INSTRUCTIONS FOR THE TASK:
State how many lines in the records contain the word "this", and answer with the number alone.

DATA FOR REVIEW:
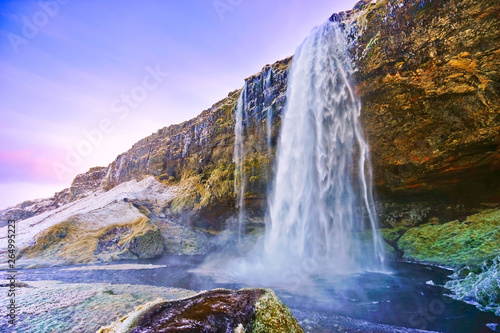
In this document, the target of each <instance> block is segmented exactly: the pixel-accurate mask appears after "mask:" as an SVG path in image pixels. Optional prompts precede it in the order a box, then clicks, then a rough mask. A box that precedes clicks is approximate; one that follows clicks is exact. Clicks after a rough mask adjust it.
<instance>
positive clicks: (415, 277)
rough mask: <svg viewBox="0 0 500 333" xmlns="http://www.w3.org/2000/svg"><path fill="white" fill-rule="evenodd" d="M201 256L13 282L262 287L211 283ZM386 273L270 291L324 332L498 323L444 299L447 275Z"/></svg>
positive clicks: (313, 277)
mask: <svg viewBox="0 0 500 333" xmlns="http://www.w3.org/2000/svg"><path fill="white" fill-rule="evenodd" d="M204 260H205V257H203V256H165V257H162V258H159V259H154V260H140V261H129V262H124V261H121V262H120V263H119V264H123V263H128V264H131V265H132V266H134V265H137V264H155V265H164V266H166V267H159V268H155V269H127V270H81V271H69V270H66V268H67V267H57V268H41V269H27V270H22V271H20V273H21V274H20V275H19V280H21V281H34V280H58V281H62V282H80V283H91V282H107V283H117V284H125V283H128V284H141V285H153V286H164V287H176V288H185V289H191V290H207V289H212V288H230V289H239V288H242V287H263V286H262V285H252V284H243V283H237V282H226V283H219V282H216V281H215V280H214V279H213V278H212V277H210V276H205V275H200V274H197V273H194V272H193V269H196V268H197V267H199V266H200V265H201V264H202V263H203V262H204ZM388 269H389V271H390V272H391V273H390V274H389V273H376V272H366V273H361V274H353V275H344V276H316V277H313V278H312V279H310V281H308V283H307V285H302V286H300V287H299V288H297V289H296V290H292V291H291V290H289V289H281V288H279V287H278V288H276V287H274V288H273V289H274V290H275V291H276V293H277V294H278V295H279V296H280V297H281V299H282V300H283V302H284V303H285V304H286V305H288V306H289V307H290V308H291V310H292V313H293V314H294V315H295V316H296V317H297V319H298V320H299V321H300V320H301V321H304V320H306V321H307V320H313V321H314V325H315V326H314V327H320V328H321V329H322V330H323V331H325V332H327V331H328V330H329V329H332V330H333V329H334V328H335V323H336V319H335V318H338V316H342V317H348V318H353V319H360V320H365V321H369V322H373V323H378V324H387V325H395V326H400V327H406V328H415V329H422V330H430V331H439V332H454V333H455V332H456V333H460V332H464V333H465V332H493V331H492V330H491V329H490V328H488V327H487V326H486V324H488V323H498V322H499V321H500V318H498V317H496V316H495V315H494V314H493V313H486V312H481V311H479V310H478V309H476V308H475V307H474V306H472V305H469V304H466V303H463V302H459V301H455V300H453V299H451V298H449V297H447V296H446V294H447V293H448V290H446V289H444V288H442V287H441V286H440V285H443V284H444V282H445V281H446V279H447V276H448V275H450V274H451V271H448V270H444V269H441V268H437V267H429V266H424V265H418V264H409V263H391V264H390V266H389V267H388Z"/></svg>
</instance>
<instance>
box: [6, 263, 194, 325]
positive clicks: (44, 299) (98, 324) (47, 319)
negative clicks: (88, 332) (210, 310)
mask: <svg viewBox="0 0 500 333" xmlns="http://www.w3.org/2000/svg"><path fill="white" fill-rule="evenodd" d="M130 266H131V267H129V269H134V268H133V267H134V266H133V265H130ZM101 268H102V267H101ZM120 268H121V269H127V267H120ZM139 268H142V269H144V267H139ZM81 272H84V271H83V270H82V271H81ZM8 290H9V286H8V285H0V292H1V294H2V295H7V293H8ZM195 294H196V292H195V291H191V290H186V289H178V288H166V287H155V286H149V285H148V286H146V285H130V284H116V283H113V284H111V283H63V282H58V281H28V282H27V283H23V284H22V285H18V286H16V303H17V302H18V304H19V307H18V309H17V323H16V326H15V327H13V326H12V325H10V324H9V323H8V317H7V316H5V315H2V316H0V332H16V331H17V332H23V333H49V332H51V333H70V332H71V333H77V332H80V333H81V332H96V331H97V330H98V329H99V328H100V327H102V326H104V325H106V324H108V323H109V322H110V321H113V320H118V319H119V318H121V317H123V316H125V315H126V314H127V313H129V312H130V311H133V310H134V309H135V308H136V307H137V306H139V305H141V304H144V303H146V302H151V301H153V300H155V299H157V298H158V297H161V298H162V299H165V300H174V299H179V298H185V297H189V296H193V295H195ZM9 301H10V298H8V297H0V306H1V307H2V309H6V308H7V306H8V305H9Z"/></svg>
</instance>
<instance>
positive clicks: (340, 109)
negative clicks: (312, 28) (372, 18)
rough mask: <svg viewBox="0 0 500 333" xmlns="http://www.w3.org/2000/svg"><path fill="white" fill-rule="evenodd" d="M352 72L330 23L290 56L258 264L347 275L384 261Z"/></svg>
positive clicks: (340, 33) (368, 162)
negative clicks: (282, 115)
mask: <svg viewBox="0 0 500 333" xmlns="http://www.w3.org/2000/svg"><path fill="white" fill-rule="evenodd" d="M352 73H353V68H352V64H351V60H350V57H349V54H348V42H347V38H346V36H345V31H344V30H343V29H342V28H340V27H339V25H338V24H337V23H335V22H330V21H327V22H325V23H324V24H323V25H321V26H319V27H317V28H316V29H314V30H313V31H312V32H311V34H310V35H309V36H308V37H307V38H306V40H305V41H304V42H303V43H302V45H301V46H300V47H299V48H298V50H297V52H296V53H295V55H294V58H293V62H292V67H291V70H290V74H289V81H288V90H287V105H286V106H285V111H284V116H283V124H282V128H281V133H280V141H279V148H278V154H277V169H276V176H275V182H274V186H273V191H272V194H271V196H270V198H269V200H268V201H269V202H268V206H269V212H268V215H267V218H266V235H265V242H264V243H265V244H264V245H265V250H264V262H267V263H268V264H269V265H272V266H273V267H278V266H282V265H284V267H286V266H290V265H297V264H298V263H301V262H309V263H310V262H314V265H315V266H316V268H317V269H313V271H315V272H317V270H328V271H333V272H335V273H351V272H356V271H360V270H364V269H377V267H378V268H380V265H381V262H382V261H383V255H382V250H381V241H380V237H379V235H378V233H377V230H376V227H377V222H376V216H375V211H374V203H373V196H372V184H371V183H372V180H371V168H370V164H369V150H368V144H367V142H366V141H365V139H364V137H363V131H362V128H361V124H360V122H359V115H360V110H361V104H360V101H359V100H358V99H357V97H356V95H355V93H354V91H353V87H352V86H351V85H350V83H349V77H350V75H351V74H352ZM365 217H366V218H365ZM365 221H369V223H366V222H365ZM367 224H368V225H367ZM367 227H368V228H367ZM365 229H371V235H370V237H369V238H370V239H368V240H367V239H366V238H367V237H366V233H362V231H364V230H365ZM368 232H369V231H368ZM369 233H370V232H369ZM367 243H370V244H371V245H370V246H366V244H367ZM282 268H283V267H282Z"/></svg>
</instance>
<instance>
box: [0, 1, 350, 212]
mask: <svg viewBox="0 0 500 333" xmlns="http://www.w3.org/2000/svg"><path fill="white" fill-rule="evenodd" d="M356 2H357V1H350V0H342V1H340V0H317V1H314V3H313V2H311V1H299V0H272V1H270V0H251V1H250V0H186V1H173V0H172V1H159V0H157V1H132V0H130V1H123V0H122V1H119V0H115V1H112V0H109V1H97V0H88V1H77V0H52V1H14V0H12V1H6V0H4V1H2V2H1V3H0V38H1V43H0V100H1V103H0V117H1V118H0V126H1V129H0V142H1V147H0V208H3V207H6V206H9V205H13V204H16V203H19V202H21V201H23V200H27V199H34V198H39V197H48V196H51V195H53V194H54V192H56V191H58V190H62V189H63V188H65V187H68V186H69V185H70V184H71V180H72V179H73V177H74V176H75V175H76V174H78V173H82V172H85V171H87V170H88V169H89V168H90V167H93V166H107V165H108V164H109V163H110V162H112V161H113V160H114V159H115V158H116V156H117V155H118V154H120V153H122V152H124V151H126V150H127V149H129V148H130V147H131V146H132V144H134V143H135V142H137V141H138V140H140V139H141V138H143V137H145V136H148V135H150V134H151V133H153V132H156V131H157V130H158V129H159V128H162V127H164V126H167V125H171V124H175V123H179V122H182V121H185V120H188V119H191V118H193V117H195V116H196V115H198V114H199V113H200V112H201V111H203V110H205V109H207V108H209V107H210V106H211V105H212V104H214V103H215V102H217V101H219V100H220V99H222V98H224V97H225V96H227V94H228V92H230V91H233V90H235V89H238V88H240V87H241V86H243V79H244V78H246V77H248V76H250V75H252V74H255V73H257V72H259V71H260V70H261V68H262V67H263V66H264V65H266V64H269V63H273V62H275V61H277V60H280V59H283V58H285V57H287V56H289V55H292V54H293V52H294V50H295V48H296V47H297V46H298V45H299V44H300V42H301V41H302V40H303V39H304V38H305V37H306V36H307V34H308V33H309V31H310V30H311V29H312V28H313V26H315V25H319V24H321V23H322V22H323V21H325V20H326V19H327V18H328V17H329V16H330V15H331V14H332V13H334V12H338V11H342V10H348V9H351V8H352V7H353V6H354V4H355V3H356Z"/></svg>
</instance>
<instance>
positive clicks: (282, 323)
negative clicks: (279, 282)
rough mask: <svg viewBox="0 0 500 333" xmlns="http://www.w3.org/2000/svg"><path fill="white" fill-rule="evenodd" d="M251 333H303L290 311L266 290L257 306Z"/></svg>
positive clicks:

==

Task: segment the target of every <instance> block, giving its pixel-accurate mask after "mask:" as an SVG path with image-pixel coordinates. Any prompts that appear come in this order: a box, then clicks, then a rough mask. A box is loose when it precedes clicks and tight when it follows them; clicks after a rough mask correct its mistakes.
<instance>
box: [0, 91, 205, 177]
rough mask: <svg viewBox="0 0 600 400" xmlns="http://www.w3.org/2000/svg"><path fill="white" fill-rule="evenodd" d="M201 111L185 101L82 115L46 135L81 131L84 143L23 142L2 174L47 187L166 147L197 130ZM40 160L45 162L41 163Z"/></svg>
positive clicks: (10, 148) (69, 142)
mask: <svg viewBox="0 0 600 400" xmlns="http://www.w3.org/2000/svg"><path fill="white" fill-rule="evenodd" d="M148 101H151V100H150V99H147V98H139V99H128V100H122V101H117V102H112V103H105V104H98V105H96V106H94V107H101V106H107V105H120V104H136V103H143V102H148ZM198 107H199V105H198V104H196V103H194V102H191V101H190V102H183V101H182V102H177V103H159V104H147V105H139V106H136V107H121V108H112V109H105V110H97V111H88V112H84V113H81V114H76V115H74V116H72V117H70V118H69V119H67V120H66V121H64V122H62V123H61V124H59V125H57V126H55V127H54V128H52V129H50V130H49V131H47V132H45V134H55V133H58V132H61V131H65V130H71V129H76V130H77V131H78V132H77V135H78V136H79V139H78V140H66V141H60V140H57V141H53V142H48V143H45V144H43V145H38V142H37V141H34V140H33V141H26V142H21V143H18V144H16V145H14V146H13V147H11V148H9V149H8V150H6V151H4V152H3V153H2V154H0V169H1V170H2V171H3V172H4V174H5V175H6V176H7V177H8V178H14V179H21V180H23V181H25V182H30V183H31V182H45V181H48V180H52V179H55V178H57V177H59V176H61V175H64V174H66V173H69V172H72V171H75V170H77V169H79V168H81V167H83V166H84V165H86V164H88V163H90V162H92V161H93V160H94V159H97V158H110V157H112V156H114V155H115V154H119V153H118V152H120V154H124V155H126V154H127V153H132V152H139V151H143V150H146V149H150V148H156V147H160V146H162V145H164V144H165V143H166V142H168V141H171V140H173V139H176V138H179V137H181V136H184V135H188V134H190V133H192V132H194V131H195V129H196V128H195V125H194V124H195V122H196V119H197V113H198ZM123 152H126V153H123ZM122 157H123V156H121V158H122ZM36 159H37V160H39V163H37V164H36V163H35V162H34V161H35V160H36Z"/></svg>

WRITTEN REPLY:
2